- [TASK DETAILS]:
Read the records and write them out again exactly.

- [DATA FOR REVIEW]:
◆ ◆ ◆ ◆
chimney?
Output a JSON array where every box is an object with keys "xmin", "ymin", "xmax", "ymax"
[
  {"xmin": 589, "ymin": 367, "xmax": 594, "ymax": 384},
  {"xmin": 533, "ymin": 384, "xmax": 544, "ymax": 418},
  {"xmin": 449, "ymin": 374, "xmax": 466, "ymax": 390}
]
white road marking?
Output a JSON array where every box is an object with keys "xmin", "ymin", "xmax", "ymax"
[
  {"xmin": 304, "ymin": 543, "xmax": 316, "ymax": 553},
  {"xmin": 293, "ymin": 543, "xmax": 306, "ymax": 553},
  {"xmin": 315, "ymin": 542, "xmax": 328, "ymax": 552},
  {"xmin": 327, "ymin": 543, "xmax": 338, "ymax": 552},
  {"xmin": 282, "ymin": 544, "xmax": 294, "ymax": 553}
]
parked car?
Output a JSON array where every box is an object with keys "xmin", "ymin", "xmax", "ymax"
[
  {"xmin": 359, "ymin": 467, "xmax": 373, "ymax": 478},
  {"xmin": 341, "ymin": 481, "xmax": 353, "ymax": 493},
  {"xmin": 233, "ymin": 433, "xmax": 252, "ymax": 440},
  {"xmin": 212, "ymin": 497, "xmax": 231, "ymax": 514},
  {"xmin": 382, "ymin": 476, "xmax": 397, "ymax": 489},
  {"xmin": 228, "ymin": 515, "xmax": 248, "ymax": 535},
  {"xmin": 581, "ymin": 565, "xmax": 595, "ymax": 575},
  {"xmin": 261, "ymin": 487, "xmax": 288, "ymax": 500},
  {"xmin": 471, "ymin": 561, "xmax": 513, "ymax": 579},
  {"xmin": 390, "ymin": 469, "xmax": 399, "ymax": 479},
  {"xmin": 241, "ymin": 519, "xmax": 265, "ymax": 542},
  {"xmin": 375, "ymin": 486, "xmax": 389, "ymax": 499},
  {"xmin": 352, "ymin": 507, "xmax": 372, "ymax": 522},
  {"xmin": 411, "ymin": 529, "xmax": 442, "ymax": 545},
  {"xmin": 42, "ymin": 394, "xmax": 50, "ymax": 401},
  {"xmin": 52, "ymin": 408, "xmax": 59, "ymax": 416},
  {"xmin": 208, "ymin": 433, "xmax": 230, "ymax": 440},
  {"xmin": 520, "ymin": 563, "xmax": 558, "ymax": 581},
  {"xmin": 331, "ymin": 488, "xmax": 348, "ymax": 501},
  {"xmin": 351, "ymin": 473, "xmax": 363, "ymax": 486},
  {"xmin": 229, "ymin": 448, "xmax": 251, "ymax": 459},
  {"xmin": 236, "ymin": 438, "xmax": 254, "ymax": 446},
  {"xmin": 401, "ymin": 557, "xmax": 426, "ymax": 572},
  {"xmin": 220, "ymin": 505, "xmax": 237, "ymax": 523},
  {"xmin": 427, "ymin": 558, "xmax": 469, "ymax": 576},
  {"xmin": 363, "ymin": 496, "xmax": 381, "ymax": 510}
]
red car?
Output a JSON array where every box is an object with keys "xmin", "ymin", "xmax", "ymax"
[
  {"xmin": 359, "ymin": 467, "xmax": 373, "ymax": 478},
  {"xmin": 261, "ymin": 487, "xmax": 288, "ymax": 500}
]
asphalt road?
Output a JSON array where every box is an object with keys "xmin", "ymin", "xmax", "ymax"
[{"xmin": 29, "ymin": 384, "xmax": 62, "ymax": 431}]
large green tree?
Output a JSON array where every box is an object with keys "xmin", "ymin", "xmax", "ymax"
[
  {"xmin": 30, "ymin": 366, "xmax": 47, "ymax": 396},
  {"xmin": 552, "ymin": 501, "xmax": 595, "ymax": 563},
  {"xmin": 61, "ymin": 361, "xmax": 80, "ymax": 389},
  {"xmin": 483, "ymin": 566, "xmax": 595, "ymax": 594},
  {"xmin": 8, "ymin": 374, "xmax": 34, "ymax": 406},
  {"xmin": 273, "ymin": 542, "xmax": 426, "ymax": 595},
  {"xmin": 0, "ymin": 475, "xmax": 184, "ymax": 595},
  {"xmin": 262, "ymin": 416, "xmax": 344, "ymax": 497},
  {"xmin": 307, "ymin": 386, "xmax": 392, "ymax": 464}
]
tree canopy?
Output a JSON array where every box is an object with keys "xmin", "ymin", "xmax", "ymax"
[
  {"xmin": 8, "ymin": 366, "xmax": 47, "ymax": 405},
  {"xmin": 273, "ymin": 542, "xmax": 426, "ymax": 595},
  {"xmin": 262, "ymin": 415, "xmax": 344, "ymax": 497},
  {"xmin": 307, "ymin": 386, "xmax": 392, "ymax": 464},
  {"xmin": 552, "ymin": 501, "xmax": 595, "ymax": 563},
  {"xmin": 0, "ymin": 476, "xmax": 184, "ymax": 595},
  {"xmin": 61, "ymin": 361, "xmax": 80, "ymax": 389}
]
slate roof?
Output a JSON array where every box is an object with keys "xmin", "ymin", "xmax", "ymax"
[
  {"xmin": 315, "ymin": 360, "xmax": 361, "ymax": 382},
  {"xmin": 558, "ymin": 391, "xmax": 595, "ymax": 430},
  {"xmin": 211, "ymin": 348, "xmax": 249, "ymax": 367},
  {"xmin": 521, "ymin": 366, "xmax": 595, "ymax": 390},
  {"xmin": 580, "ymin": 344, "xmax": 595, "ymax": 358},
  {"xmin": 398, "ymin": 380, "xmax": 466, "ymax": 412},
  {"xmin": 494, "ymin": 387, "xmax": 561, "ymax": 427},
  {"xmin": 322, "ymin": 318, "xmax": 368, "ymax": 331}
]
◆ ◆ ◆ ◆
- [TASK RESULT]:
chimney?
Output a JSON array where every box is an object with keys "xmin", "ymin", "xmax", "ymax"
[
  {"xmin": 589, "ymin": 367, "xmax": 594, "ymax": 384},
  {"xmin": 533, "ymin": 384, "xmax": 544, "ymax": 418},
  {"xmin": 449, "ymin": 374, "xmax": 466, "ymax": 390}
]
white road marking?
Output a JSON array where every box is an object with keys "xmin", "ymin", "xmax", "ymax"
[
  {"xmin": 304, "ymin": 543, "xmax": 316, "ymax": 553},
  {"xmin": 293, "ymin": 543, "xmax": 306, "ymax": 553},
  {"xmin": 315, "ymin": 542, "xmax": 328, "ymax": 552},
  {"xmin": 327, "ymin": 543, "xmax": 338, "ymax": 552},
  {"xmin": 282, "ymin": 544, "xmax": 294, "ymax": 553}
]
parked car?
Output a JSON array where every box is an object with keys "xmin", "ymin", "xmax", "ymax"
[
  {"xmin": 359, "ymin": 467, "xmax": 373, "ymax": 478},
  {"xmin": 341, "ymin": 481, "xmax": 353, "ymax": 493},
  {"xmin": 233, "ymin": 433, "xmax": 252, "ymax": 440},
  {"xmin": 212, "ymin": 497, "xmax": 231, "ymax": 514},
  {"xmin": 382, "ymin": 476, "xmax": 397, "ymax": 489},
  {"xmin": 228, "ymin": 515, "xmax": 248, "ymax": 535},
  {"xmin": 581, "ymin": 565, "xmax": 595, "ymax": 575},
  {"xmin": 261, "ymin": 487, "xmax": 288, "ymax": 500},
  {"xmin": 471, "ymin": 561, "xmax": 513, "ymax": 579},
  {"xmin": 390, "ymin": 469, "xmax": 399, "ymax": 479},
  {"xmin": 241, "ymin": 519, "xmax": 265, "ymax": 542},
  {"xmin": 375, "ymin": 486, "xmax": 389, "ymax": 499},
  {"xmin": 352, "ymin": 507, "xmax": 372, "ymax": 522},
  {"xmin": 411, "ymin": 529, "xmax": 442, "ymax": 545},
  {"xmin": 42, "ymin": 394, "xmax": 50, "ymax": 401},
  {"xmin": 52, "ymin": 408, "xmax": 59, "ymax": 416},
  {"xmin": 208, "ymin": 433, "xmax": 230, "ymax": 440},
  {"xmin": 520, "ymin": 563, "xmax": 558, "ymax": 581},
  {"xmin": 331, "ymin": 488, "xmax": 348, "ymax": 501},
  {"xmin": 351, "ymin": 473, "xmax": 363, "ymax": 486},
  {"xmin": 229, "ymin": 448, "xmax": 251, "ymax": 459},
  {"xmin": 236, "ymin": 438, "xmax": 254, "ymax": 446},
  {"xmin": 401, "ymin": 557, "xmax": 426, "ymax": 572},
  {"xmin": 220, "ymin": 505, "xmax": 237, "ymax": 523},
  {"xmin": 427, "ymin": 558, "xmax": 469, "ymax": 576},
  {"xmin": 363, "ymin": 496, "xmax": 381, "ymax": 510}
]
red car?
Output a JSON array where every box is an object with keys "xmin", "ymin", "xmax", "ymax"
[
  {"xmin": 359, "ymin": 467, "xmax": 373, "ymax": 478},
  {"xmin": 261, "ymin": 487, "xmax": 288, "ymax": 500}
]
asphalt road?
Output a JSON array where every box is an object with keys "xmin", "ymin", "xmax", "ymax"
[{"xmin": 29, "ymin": 384, "xmax": 62, "ymax": 431}]
large green tree?
Output a JSON array where every box is an object with keys "xmin", "ymin", "xmax", "ymax"
[
  {"xmin": 30, "ymin": 366, "xmax": 47, "ymax": 396},
  {"xmin": 552, "ymin": 501, "xmax": 595, "ymax": 563},
  {"xmin": 61, "ymin": 361, "xmax": 80, "ymax": 389},
  {"xmin": 483, "ymin": 566, "xmax": 595, "ymax": 594},
  {"xmin": 8, "ymin": 374, "xmax": 34, "ymax": 406},
  {"xmin": 273, "ymin": 542, "xmax": 426, "ymax": 595},
  {"xmin": 0, "ymin": 475, "xmax": 184, "ymax": 595},
  {"xmin": 262, "ymin": 416, "xmax": 344, "ymax": 497},
  {"xmin": 307, "ymin": 386, "xmax": 392, "ymax": 464}
]
tree canopy?
Output a JSON array where every box is an object with keys "xmin", "ymin", "xmax", "ymax"
[
  {"xmin": 8, "ymin": 366, "xmax": 47, "ymax": 405},
  {"xmin": 273, "ymin": 542, "xmax": 426, "ymax": 595},
  {"xmin": 262, "ymin": 415, "xmax": 344, "ymax": 497},
  {"xmin": 307, "ymin": 386, "xmax": 392, "ymax": 464},
  {"xmin": 552, "ymin": 501, "xmax": 595, "ymax": 563},
  {"xmin": 0, "ymin": 476, "xmax": 184, "ymax": 595},
  {"xmin": 61, "ymin": 361, "xmax": 80, "ymax": 389}
]
slate roof?
Output a JSON array where every box is an object with keys "xmin", "ymin", "xmax", "ymax"
[
  {"xmin": 315, "ymin": 360, "xmax": 361, "ymax": 382},
  {"xmin": 558, "ymin": 391, "xmax": 595, "ymax": 430},
  {"xmin": 211, "ymin": 348, "xmax": 249, "ymax": 367},
  {"xmin": 521, "ymin": 366, "xmax": 595, "ymax": 390},
  {"xmin": 580, "ymin": 344, "xmax": 595, "ymax": 358},
  {"xmin": 398, "ymin": 380, "xmax": 466, "ymax": 412},
  {"xmin": 494, "ymin": 387, "xmax": 561, "ymax": 427},
  {"xmin": 322, "ymin": 318, "xmax": 368, "ymax": 331}
]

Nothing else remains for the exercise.